Extracted records:

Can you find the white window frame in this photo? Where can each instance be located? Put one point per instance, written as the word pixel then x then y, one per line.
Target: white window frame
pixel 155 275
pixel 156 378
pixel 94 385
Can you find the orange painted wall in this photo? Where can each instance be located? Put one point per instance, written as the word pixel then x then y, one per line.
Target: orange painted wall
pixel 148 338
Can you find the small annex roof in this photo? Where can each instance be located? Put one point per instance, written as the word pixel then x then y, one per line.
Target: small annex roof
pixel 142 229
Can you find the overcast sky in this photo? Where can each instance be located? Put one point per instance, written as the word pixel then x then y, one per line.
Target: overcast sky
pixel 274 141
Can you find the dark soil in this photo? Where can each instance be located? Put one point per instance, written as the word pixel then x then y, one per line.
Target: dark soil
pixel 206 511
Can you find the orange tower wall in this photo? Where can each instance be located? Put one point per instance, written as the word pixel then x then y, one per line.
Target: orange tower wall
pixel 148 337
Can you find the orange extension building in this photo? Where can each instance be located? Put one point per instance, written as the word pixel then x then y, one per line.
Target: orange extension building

_Your objective_: Output the line containing "Target: orange tower wall" and each line after it through the close of the entries, unchanged and with no other lines.

_Task result_:
Target: orange tower wall
pixel 148 337
Can you find the orange extension building in this photo? Where can each instance be located? Put one point per instance, written as the word pixel then x then y, one per line.
Target: orange extension building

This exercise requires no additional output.